Task goal
Scale the stretch from the line containing "lion cub's muzzle" through the line containing "184 104 222 139", both included. Write out every one of those lines again, the wording of the item as well. Multiply each coordinate in the answers by 1.5 and round to whole numbers, with halves going up. Give only those lines.
+ + +
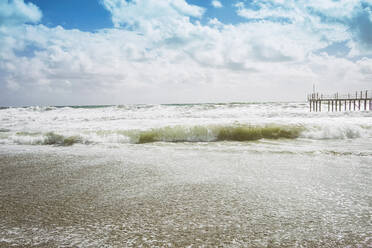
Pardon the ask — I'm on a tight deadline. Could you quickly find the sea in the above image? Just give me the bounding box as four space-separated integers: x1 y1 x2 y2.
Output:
0 102 372 247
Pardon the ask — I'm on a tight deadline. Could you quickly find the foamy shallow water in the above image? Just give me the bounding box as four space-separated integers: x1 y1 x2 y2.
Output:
0 103 372 247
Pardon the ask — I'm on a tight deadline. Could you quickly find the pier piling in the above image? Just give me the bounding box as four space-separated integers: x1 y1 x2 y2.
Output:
307 90 372 112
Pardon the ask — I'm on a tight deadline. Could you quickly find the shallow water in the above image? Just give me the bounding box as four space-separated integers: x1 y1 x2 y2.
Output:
0 103 372 247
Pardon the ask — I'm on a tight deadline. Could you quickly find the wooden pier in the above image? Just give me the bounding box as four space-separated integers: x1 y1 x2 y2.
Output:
307 90 372 112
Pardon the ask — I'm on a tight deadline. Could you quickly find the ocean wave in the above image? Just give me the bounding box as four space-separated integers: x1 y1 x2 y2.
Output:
7 132 85 146
0 124 372 146
128 125 302 144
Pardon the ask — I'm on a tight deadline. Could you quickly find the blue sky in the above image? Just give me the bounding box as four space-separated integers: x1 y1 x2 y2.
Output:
0 0 372 106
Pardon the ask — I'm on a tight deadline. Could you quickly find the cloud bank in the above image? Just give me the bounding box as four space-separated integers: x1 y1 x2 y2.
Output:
0 0 372 105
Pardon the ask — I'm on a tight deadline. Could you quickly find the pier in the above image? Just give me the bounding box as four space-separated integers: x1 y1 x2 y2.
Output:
307 90 372 112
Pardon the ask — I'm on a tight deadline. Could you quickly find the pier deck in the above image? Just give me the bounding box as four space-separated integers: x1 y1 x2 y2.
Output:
307 90 372 112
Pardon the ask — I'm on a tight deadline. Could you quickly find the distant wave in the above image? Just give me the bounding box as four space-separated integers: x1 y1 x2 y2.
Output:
128 125 302 144
0 124 372 146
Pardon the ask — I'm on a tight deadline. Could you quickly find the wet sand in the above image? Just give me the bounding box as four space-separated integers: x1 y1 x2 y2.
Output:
0 148 372 247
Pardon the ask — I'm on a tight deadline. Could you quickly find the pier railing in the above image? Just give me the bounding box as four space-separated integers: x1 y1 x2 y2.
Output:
307 90 372 112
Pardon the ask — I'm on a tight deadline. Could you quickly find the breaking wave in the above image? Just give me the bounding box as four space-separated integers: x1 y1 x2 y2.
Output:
128 125 302 144
0 124 372 146
8 132 88 146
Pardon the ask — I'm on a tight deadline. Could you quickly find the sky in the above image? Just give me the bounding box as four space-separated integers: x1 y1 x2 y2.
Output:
0 0 372 106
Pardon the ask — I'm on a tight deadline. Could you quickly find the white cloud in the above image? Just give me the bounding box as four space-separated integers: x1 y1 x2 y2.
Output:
212 0 223 8
0 0 42 25
0 0 372 105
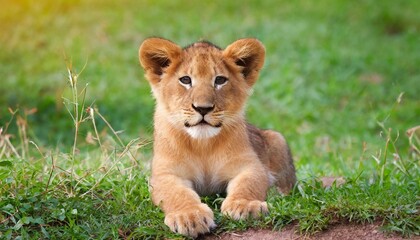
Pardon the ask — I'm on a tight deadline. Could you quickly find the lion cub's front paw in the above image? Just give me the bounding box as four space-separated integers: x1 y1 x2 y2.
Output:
221 198 268 220
165 204 216 237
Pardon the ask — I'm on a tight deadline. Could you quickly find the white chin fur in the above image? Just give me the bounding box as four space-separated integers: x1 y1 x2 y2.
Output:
186 125 221 139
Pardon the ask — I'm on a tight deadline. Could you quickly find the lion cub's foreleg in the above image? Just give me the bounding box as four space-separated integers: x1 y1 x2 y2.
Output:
151 174 216 237
221 159 269 219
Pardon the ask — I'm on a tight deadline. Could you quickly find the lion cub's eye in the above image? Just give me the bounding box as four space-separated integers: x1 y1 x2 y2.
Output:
179 76 191 85
214 76 227 86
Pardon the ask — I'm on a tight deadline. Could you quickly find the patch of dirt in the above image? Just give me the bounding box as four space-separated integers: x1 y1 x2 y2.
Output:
199 222 420 240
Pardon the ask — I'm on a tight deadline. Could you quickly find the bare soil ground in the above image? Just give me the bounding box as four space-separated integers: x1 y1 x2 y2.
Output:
201 222 420 240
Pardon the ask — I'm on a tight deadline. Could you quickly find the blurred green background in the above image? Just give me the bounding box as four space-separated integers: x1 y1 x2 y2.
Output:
0 0 420 174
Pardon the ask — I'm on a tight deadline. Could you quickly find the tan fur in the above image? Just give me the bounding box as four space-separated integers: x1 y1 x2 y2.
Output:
139 38 296 237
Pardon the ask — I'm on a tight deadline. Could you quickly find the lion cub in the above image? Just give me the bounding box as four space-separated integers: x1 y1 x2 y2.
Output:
139 38 296 237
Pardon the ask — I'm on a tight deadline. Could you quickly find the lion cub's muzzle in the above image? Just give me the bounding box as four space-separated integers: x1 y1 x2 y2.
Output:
184 104 222 128
184 104 222 139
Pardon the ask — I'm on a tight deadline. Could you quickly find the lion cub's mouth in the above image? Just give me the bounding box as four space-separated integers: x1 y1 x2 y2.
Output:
184 118 222 128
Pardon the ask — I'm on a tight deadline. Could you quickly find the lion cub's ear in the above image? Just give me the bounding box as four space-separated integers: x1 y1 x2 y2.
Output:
223 38 265 86
139 38 182 84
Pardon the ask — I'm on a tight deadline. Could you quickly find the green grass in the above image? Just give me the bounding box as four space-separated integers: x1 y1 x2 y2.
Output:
0 0 420 239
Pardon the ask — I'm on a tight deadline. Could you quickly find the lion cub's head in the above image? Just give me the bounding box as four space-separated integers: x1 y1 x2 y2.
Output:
139 38 265 139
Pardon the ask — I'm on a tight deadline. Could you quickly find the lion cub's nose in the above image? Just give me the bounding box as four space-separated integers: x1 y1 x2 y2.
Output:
192 104 214 116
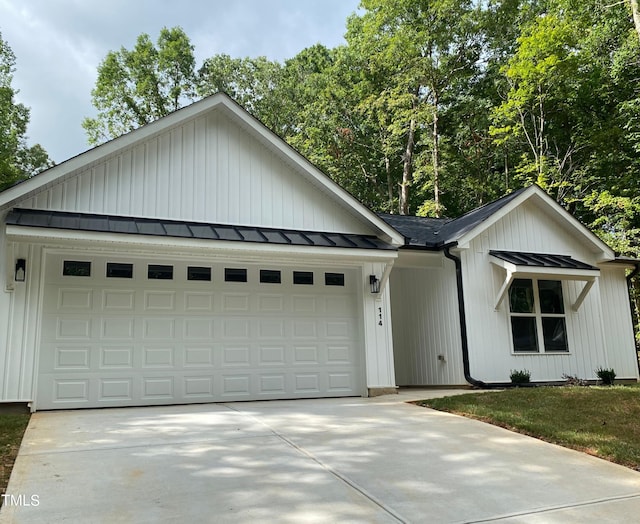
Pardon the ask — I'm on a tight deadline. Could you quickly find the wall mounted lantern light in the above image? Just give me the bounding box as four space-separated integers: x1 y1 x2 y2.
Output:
14 258 27 282
369 275 380 295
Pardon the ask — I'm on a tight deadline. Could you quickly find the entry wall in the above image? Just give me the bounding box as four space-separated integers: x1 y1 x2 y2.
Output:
391 255 466 386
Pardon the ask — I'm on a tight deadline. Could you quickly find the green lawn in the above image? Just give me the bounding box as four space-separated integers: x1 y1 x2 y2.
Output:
0 414 30 505
417 385 640 470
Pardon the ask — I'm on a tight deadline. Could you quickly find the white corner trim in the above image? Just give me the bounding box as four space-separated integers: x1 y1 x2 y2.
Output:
458 185 615 262
571 277 596 311
493 269 514 311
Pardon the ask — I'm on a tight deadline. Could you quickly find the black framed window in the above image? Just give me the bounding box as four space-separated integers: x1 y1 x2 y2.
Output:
293 271 313 286
509 278 569 353
260 269 282 284
187 266 211 282
107 262 133 278
324 273 344 286
147 264 173 280
62 260 91 277
224 267 247 282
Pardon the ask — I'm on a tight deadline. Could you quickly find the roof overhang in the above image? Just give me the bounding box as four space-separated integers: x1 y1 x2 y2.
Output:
489 251 600 311
6 225 398 262
0 93 404 246
456 184 615 262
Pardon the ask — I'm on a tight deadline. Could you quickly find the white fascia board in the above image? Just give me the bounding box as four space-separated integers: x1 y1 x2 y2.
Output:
218 99 404 246
6 226 398 261
0 94 228 209
457 185 615 262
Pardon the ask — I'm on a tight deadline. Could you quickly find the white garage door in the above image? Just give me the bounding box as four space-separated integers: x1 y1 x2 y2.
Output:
36 253 364 409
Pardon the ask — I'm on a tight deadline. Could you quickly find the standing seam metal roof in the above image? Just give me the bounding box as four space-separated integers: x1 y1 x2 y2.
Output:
6 209 396 250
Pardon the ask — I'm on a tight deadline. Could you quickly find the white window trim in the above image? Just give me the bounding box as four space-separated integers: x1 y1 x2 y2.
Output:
506 275 571 355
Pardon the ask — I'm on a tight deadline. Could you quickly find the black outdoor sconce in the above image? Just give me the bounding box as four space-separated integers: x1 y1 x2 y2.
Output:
369 275 380 295
14 258 27 282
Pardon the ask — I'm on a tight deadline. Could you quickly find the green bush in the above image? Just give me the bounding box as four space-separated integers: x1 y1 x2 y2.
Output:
596 368 616 386
509 369 531 384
+ + +
Final answer
Pardon the ask — I'm on a tight deadline. Could you quickly find the lion cub's muzzle in the above image? Just give me the bounding box as four space-separated integers: x1 y1 x2 y2.
Output:
276 156 333 192
276 156 333 209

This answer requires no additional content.